Exercise material section start
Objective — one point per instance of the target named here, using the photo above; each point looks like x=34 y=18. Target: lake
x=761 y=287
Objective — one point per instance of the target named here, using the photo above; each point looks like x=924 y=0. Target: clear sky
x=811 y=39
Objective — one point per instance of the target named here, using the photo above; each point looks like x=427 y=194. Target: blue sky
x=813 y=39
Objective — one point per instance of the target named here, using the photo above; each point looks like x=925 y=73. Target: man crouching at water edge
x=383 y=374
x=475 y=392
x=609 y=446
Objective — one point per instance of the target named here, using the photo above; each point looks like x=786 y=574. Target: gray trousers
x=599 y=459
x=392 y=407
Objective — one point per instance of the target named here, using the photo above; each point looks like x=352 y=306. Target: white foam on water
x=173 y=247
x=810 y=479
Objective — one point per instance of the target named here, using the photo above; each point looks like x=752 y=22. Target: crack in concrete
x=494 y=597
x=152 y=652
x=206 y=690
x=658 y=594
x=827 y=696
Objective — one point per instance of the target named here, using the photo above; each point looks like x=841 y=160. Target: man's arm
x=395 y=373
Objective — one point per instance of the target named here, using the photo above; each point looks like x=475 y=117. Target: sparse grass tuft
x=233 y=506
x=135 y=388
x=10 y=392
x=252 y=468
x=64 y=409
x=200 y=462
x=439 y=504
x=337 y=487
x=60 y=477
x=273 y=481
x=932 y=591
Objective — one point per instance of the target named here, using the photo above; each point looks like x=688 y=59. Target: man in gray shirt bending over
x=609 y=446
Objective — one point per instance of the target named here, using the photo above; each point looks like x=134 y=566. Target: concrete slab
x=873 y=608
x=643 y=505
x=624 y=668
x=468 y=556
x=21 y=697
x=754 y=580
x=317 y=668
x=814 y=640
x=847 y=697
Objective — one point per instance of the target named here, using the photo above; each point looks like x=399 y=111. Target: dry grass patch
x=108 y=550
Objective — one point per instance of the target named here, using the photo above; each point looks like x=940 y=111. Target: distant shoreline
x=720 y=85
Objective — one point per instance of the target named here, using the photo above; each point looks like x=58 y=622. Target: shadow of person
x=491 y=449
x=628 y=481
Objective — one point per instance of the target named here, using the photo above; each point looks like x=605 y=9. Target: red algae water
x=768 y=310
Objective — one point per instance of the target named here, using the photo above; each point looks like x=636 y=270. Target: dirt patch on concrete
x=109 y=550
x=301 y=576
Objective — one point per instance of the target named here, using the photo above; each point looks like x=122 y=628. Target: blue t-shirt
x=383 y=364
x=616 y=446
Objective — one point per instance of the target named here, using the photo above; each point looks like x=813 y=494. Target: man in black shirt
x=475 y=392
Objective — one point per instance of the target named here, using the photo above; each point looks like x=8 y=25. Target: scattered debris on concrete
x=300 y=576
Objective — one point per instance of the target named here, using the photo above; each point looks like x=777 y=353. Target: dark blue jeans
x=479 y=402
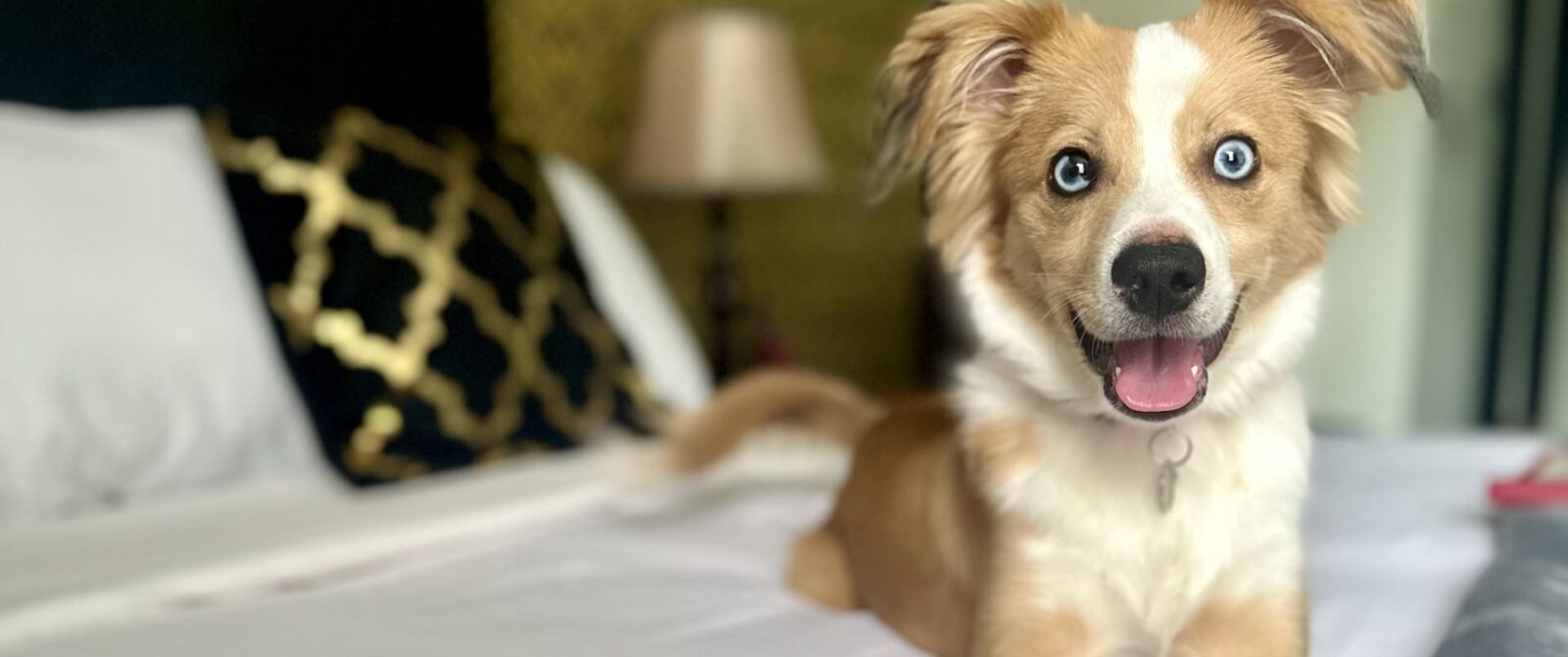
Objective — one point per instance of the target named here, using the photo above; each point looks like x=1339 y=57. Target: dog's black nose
x=1157 y=281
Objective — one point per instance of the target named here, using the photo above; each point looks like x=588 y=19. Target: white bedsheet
x=463 y=567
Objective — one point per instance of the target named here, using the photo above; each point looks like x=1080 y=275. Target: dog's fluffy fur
x=1016 y=515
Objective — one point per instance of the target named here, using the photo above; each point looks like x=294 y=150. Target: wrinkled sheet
x=548 y=560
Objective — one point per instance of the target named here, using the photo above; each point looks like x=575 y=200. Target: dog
x=1136 y=222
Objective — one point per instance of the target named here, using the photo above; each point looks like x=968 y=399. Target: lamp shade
x=721 y=110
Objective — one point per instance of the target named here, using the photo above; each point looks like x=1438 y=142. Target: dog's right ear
x=943 y=96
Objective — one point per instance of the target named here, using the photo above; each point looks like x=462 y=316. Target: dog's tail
x=828 y=406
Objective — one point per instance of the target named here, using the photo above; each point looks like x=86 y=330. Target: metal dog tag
x=1165 y=479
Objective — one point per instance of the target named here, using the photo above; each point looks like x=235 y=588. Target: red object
x=1542 y=486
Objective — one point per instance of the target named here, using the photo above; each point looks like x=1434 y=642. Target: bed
x=564 y=557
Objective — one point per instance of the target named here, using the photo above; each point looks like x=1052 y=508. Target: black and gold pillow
x=427 y=292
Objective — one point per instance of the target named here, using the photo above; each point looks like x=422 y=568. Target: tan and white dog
x=1136 y=222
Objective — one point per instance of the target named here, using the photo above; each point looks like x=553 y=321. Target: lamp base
x=721 y=289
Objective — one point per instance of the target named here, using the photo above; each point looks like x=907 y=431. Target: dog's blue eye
x=1071 y=173
x=1236 y=159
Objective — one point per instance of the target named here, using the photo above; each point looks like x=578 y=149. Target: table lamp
x=721 y=117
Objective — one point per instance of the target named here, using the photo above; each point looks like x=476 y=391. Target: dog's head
x=1137 y=201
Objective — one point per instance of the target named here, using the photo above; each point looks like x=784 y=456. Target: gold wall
x=839 y=278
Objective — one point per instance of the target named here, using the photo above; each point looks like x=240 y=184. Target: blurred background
x=1446 y=309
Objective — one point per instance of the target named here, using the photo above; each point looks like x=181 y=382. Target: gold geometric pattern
x=404 y=359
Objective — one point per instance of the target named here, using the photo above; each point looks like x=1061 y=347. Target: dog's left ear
x=1358 y=46
x=945 y=94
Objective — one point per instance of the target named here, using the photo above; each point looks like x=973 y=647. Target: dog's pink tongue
x=1157 y=374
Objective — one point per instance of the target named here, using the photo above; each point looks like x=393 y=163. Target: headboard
x=420 y=62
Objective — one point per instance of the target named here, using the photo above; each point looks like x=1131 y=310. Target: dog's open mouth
x=1154 y=379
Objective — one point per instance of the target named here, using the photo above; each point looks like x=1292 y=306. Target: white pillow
x=627 y=287
x=135 y=355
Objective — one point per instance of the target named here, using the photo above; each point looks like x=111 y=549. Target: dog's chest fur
x=1082 y=491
Exercise material section end
| Problem description |
Rewrite the data above exactly as given, but omit the images.

| Result for this exercise |
Objective — one point per instance of the target named here, using the photo above; each point looks like x=34 y=18. Target: lake
x=761 y=287
Objective — one point per instance of the target named here, using the photo above; each point looks like x=924 y=0. Target: clear sky
x=811 y=39
Objective — one point per instance of the target named here, using the photo above; each point looks like x=427 y=194. Target: blue sky
x=813 y=39
Objective — one point per instance of the target named here, using the photo above; each point looks like x=925 y=73. Target: man crouching at water edge
x=383 y=374
x=475 y=392
x=609 y=446
Objective — one point per instance of the target named here, using the photo above; each point looks like x=786 y=574. Target: gray trousers
x=599 y=459
x=392 y=407
Objective — one point per instance of the target named here, using the photo above; each point looks like x=352 y=306. Target: white foam on water
x=173 y=247
x=810 y=479
Objective — one point per instance of the target named here, using the photo above; each point looks like x=752 y=22. Target: crack in concrete
x=494 y=597
x=152 y=652
x=206 y=690
x=658 y=594
x=827 y=696
Objective — one point per instance of the target named here, using the photo above; each point looks like x=841 y=160. Target: man's arm
x=395 y=373
Objective — one point per instance of the target named here, using the photo above; each point looks like x=475 y=117. Target: sparse grass tuft
x=233 y=506
x=135 y=388
x=10 y=392
x=252 y=468
x=64 y=409
x=200 y=462
x=439 y=504
x=337 y=487
x=60 y=477
x=273 y=481
x=932 y=591
Objective — one point per instance of the target named here, using the photo above; each point looks like x=688 y=59. Target: man in gray shirt bending over
x=609 y=446
Objective — one point per instance of the target named here, using the photo above; each point looks like x=134 y=566. Target: concrete slab
x=873 y=608
x=643 y=505
x=624 y=668
x=468 y=556
x=21 y=697
x=754 y=580
x=317 y=668
x=814 y=640
x=847 y=697
Objective — one point per instance of the target named here, using the photo above; each point looks like x=399 y=111. Target: dry grass patch
x=108 y=550
Objective — one point per instance of the target named here, using the photo above; each point looks like x=940 y=111. Target: distant shoreline
x=720 y=85
Objective — one point per instance of the target named here, using the photo above; each point looks like x=58 y=622. Target: shadow of person
x=491 y=449
x=628 y=481
Objective — one point per instance of the target named here, using the photo above; each point looks like x=605 y=9. Target: red algae water
x=768 y=310
Objective — one point per instance of the target named here, using the photo above; each point looks like x=636 y=270. Target: dirt patch on concrete
x=109 y=550
x=301 y=576
Objective — one point per instance of the target named here, using the photo above; each point looks like x=122 y=628. Target: blue t-shirt
x=383 y=364
x=616 y=446
Objective — one point per instance of the target named here, using the photo above; each point looks like x=813 y=494. Target: man in black shirt
x=475 y=392
Objective — one point per instance of the target named here, using the photo above; each point looks like x=8 y=25. Target: scattered debris on concrete
x=300 y=576
Objective — one point per instance of the target named here, using the photo above; each point looks like x=777 y=353. Target: dark blue jeans
x=479 y=402
Objective — one point per instance of the target named here, using the photo above; each point looks like x=1339 y=57. Target: dog's black nose
x=1157 y=281
Objective — one point per instance of the target named here, using the photo above; each point looks like x=588 y=19. Target: white bedsheet
x=463 y=567
Objective — one point per instance of the target named here, using the photo above; each point looks like x=1080 y=275. Target: dog's fluffy fur
x=1016 y=515
Objective — one point per instance of the target named here, using the photo above; each point looks like x=294 y=150. Target: wrinkled sheet
x=548 y=560
Objective — one point per instance of the target named here, using the photo above; each point looks like x=575 y=200. Target: dog
x=1136 y=222
Objective — one point per instance of the target named here, using the photo above; each point looks like x=968 y=399. Target: lamp shade
x=721 y=110
Objective — one point per instance of the target named here, using the photo above; each point looks like x=1438 y=142. Target: dog's right ear
x=943 y=96
Objective — one point per instance of the target named here, using the photo above; each point looks like x=462 y=316. Target: dog's tail
x=828 y=406
Objective — one point per instance of the target named here, using the photo above; each point looks like x=86 y=330. Target: metal dog tag
x=1165 y=479
Objective — one point per instance of the target named here, using the photo above; each point looks like x=235 y=588. Target: red object
x=1542 y=486
Objective — one point per instance of the target named here, using the photo above; each point looks like x=1434 y=642. Target: bed
x=564 y=557
Objective — one point per instance of the target named here, using the photo above; each point looks like x=1052 y=508. Target: black and gold pillow
x=427 y=292
Objective — one point per instance of the target named here, using the photo above; each point looks like x=422 y=568. Target: tan and white dog
x=1136 y=222
Objective — one point per instance of the target named here, using the photo above; each point looks like x=553 y=321. Target: lamp base
x=721 y=289
Objective — one point per instance of the target named here, using the photo above; each point looks like x=907 y=431. Target: dog's blue eye
x=1071 y=173
x=1236 y=159
Objective — one point per instance of the target named here, using the photo above; each point looks like x=578 y=149. Target: table lamp
x=721 y=117
Objective — one point per instance of the target named here, using the photo above; each point looks like x=476 y=391. Target: dog's head
x=1137 y=201
Objective — one point per instance of the target named here, using the photo above; each point looks like x=784 y=456. Target: gold wall
x=839 y=278
Objective — one point per instance of the target named here, using the photo above; each point looks like x=240 y=184. Target: blurred background
x=1446 y=309
Objective — one point per instance of the target named here, using the photo above; each point looks like x=181 y=382. Target: gold geometric pattern
x=404 y=359
Objective — one point per instance of the target named here, using the photo above; each point looks like x=1061 y=347. Target: dog's left ear
x=1358 y=46
x=945 y=94
Objective — one point per instance of the target named here, using the photo above; each point looks like x=973 y=647. Target: dog's pink tongue
x=1157 y=374
Objective — one point per instance of the target named here, using the photo above; each point looks like x=393 y=163. Target: headboard
x=420 y=62
Objective — one point per instance of the target named here, using the photo above; each point looks like x=1131 y=310. Target: dog's open mouth
x=1154 y=379
Objective — one point per instance of the target named here, using the photo above; each point looks like x=1292 y=306. Target: white pillow
x=627 y=287
x=135 y=355
Objective — one point per instance of the target named here, using the photo above; each point looks like x=111 y=549. Target: dog's chest fur
x=1082 y=491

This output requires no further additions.